## YOUR OBJECTIVE
Before you finish, make sure each line of the records has been retyped exactly.

Referring expression data:
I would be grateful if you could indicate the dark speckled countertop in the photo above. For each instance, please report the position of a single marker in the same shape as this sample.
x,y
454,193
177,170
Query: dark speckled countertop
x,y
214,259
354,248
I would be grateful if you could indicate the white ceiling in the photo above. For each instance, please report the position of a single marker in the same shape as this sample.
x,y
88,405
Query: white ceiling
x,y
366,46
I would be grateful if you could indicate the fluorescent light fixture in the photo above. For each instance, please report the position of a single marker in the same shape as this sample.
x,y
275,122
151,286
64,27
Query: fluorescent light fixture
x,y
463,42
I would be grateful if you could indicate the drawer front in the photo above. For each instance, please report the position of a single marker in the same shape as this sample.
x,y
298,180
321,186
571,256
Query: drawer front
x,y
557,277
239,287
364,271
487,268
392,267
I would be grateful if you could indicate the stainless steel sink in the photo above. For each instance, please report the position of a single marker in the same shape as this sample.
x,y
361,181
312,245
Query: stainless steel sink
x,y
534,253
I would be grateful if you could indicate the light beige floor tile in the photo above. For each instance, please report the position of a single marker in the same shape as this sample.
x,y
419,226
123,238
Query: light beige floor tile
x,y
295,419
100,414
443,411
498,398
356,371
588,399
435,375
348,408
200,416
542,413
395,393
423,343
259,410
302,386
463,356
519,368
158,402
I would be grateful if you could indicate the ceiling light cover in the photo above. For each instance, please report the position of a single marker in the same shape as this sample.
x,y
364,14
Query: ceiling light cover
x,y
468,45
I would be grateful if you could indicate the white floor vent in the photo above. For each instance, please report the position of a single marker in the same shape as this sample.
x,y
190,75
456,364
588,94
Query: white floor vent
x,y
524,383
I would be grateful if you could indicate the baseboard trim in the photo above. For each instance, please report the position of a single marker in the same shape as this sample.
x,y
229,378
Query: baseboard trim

## TASK RESULT
I would be grateful if you could indicate the dark speckled countertop in the photo above. For each instance, please report the position of a single marker in the same shape as this sample.
x,y
454,193
177,170
Query: dark speckled countertop
x,y
214,259
354,248
I would be grateful if you could indicate the white ceiling in the photo above. For each instance, please report the position of a single marker in the same shape as this sample.
x,y
88,405
Query: white ceiling
x,y
366,46
I would be grateful if you could indicate the fluorescent light fixture in the photo above. For each instance, please report the position of a single marker in the same shape as this sample.
x,y
275,122
151,286
64,27
Query: fluorescent light fixture
x,y
463,42
I would be grateful if you could indicate the drawer front in the photo above. For each instance, please report the position of a single marker in the same shape as this sample.
x,y
298,180
321,186
571,256
Query: drawer front
x,y
557,277
239,287
364,271
487,268
392,267
I would be grateful if you could indicate the stainless steel sink in the photo above. For each instance, please report the position of a single marker in the same shape as this sample.
x,y
361,181
312,245
Query: stainless steel sink
x,y
534,253
I would be grateful if you could indicate the light beige floor tile in the photo above. For each instance, please report the position of a single marker in the same shape as this sample.
x,y
419,226
123,238
Query: light beige floor tile
x,y
295,419
100,414
443,411
498,398
356,371
588,399
435,375
348,408
200,416
542,413
395,393
423,343
259,410
302,386
463,356
519,368
158,402
I would be grateful if you could indicate the ceiling light cover in the photo above. For each instance, please report the position of a single marker in the same shape as this sample.
x,y
364,14
Query: ceiling light cover
x,y
468,45
I would be grateful if you could indicate the white floor vent in the photo above. For each instance, please report the position of a single marker in the same shape as this sample.
x,y
190,75
456,364
588,94
Query: white floor vent
x,y
524,383
I would be grateful if you could indicate the baseboard trim in the photo above. For each instance, please report the position of a single marker in the same shape as this sample.
x,y
229,378
Query: baseboard trim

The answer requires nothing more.